• Document passage
• • • • • • •

SALAD_API_KEY=salad_cloud_user_******
SALAD_ORGANIZATION=******
SALAD_PROJECT=******

# You can use dummy IDs for local testing.
SALAD_CONTAINER_GROUP_ID="local_test"
SALAD_MACHINE_ID="local_001"

# Access to Cloud Storage
AWS_ENDPOINT_URL=https://******.r2.cloudflarestorage.com
AWS_ACCESS_KEY_ID=******
AWS_SECRET_ACCESS_KEY=******
AWS_REGION=******

Deployment on SaladCloud

Run salad_deploy.py to deploy a container group on SaladCloud, which can return SALAD_CONTAINER_GROUP_ID for job submission. The following environment variables are required for the deployment:
# Access to the Kelpie platform and SaladCloud
SALAD_API_KEY=salad_cloud_user_******
SALAD_ORGANIZATION=******
SALAD_PROJECT=******

# Unique identifier for each container group on SaladCloud.
CONTAINER_GROUP_NAME="gromacs-kelpie-no-sync-001"

IMAGE="docker.io/saladtechnologies/mds:001-gromacs-kelpie-no-sync"

# Access to Cloud Storage
AWS_ENDPOINT_URL=https://******.r2.cloudflarestorage.com
AWS_ACCESS_KEY_ID=******
AWS_SECRET_ACCESS_KEY=******
AWS_REGION=******

Salad Kelpie with Managed Data Synchronization

Job Definition

To demonstrate how the managed data synchronization works, consider the following job definition example:
   "command": "python",
   "arguments": [
        "/app/main.py"
    ],
    "environment": {
        "BUCKET": "BUCKET",
        "PREFIX": "PREFIX",
        "FOLDER": "job2",
        "TPR_FILE": "j2.tpr",
        "MAX_STEPS": "50000",
        "SAVING_INTERVAL_HOURS": "0.0167",
        "TASK_CREATION_TIME": "2025-08-11 15:19:41"
    },
    "container_group_id": "CONTAINER_GROUP_ID_FROM_SALADCLOUD",
    "sync": {
        "during": [
            {
                "bucket": "BUCKET",
                "prefix": "PREFIX/job2/",
                "local_path": "/app/kelpie_managed_upload_folder/",
                "direction": "upload"

• • • • • • •

• Data extract
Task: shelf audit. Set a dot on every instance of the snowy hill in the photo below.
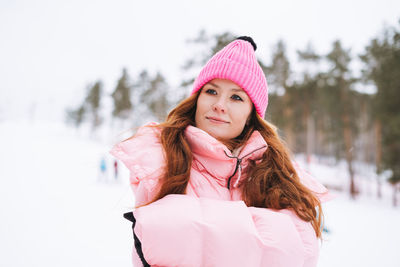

• • • • • • •

• What is being asked
Write out the SaladCloud deployment text from "Run salad_deploy.py to" to "group on SaladCloud.". Use only the SaladCloud deployment text, not the data.

• Output of the exercise
Run salad_deploy.py to deploy a container group on SaladCloud, which can return SALAD_CONTAINER_GROUP_ID for job submission. The following environment variables are required for the deployment:
# Access to the Kelpie platform and SaladCloud
SALAD_API_KEY=salad_cloud_user_******
SALAD_ORGANIZATION=******
SALAD_PROJECT=******

# Unique identifier for each container group on SaladCloud.